**Task goal**: Make an exact copy of the data below, leaving out every picture.

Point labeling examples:
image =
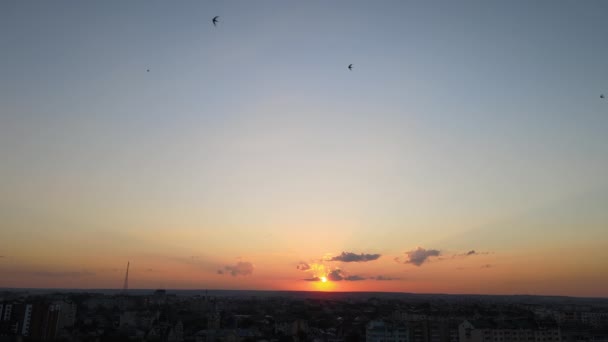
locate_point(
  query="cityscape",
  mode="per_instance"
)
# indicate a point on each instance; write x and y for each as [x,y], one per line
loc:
[272,316]
[304,171]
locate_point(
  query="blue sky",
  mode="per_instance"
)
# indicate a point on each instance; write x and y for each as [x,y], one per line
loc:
[457,115]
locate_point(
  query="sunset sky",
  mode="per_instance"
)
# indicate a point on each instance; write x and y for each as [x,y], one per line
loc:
[466,152]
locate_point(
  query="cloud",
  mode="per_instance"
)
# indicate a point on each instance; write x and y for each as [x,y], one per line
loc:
[353,257]
[420,255]
[470,253]
[313,279]
[243,268]
[49,274]
[335,275]
[303,266]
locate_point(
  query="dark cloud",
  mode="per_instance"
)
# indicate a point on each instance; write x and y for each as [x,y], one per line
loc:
[420,255]
[48,274]
[470,253]
[303,266]
[243,268]
[335,275]
[353,257]
[313,279]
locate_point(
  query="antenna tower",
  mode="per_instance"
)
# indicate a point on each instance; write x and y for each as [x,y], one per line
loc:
[125,287]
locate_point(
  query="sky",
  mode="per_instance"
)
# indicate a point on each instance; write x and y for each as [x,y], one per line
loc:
[465,152]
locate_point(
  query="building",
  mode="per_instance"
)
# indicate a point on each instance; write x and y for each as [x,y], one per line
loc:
[507,331]
[379,331]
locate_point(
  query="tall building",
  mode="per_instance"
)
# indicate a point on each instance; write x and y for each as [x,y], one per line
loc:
[379,331]
[507,331]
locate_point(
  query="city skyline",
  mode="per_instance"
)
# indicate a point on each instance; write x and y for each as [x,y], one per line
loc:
[464,152]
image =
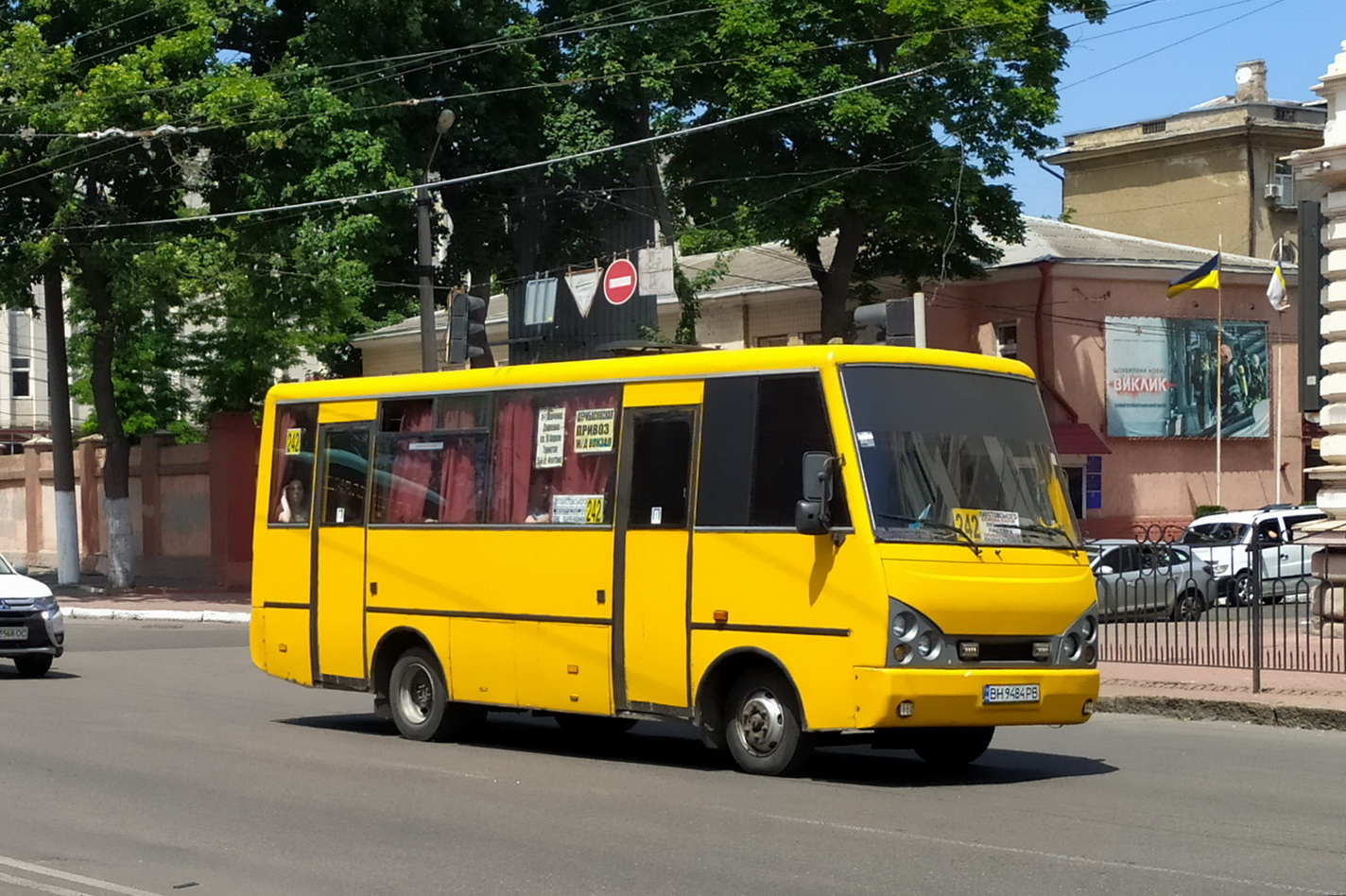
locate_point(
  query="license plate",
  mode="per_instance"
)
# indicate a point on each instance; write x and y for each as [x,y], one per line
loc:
[1009,693]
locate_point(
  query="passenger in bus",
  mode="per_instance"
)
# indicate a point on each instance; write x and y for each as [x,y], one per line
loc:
[294,502]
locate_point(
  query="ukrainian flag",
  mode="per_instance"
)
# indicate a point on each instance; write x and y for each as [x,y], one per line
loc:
[1203,277]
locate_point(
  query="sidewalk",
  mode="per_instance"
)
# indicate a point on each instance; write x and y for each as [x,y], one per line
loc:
[1295,699]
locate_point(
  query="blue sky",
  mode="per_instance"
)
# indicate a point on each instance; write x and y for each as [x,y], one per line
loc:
[1110,78]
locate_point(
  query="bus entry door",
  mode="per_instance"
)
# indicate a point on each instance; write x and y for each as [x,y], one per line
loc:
[338,619]
[651,558]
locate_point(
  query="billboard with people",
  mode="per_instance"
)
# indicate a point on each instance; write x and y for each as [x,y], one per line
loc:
[1164,375]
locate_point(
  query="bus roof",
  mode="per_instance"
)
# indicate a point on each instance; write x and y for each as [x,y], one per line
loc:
[694,364]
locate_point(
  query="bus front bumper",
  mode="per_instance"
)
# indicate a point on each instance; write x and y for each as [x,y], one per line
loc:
[921,698]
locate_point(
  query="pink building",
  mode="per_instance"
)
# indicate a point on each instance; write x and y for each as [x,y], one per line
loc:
[1129,374]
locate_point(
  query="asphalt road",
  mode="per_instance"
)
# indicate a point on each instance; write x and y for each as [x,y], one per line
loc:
[155,760]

**Reply to the task**:
image =
locate_point(
  query="cityscape",
  mode="per_instance"
)
# indicate a point on each instance; write x and y for each as [x,y], one per line
loc:
[272,316]
[304,171]
locate_point(
  query="blue sky",
  mode="per_instance"
)
# indicate a point on each instance; write x and y for each as [x,y], one per line
loc:
[457,115]
locate_point(
  query="sunset sky",
  mode="per_instance"
)
# indicate a point on each instance; write x and y for each as [x,y], one per line
loc:
[466,152]
locate_point(
  query="cloud",
  mode="per_instance"
)
# indicate a point on each instance; write x and y for each as [x,y], one per line
loc:
[353,257]
[420,255]
[470,253]
[313,279]
[243,268]
[49,274]
[335,275]
[303,266]
locate_point(
  query="dark cloud",
  mode="per_instance"
)
# indicate a point on each instance; write x and y for each as [x,y], one per line
loc:
[420,255]
[48,274]
[470,253]
[303,266]
[243,268]
[335,275]
[353,257]
[313,279]
locate_point(
  query="antenna tower",
  mode="per_instance"
)
# indicate a point on each instance; write x and y for each as [x,y], one per line
loc:
[125,287]
locate_point(
  query="sky",
  mode="per_instance"
)
# indicate a point on each instance; write x and y for each as [x,y], one per line
loc:
[465,152]
locate_point(
  query="building",
  mode="per_instance"
)
# indicate a point on each instance; write x and y for each as [x,y], one per line
loc:
[507,331]
[379,331]
locate_point(
  query="tall building",
  mode="per_instance"
)
# indicate a point on each instance; write x and y for each as [x,y], one per line
loc:
[379,331]
[507,331]
locate_point(
  query="city skyline",
  mode="per_instance"
)
# indicate a point on each instance; write x and y for each as [x,y], one per line
loc:
[464,152]
image =
locate_point(
  query="license plate",
  mode="per_instance"
)
# indicate a point on each instance; write x and y for each as [x,y], one per line
loc:
[1009,693]
locate_point(
  query="passenger in bus",
  mode="per_instance"
)
# indicate a point on each instance; write x and y for each as [x,y], one per line
loc:
[294,502]
locate_point(
  query="ukrainian flag",
  mode="per_instance"
)
# indicate a point on each instance; write x and y for each as [x,y], one per line
loc:
[1203,277]
locate_point(
  query="sidewalk",
  mode="per_instance"
)
# indicate a point on each instance; write x and y for each as [x,y], one per line
loc:
[1295,699]
locate_point(
  query="blue sky",
  mode="per_instance"
)
# indicate a point on each instance; write x and y for each as [x,y], one per line
loc:
[1110,78]
locate_point(
  query="bus entry door",
  mode="per_instance"
)
# indicate a point on each instance; write x and y for each as [x,y], one per line
loc:
[338,619]
[651,558]
locate_point(
  query="billboard with people",
  mode="per_instance"
)
# indicate a point on each instance; write x and y for each as [x,y], one per line
loc:
[1164,375]
locate_point(
  query="bus roof",
  mode="per_instance"
)
# indicate a point on each instance; write x and y for each as [x,y], one per line
loc:
[694,364]
locate_point(
  query="bus front bumper",
  mode="per_instance"
)
# indicate a point on each instance; write x and y for each as [x,y], one per line
loc:
[921,698]
locate_point(
  query="pink building",
  mode="per_instance"
)
# indicate a point on each instance; write x and y for each as [x,y], one per line
loc:
[1129,374]
locate_point(
  query="asphalt road",
  mode="per_instance"
)
# indicate a point on each instance; write x and y for each as [x,y], one per line
loc:
[155,760]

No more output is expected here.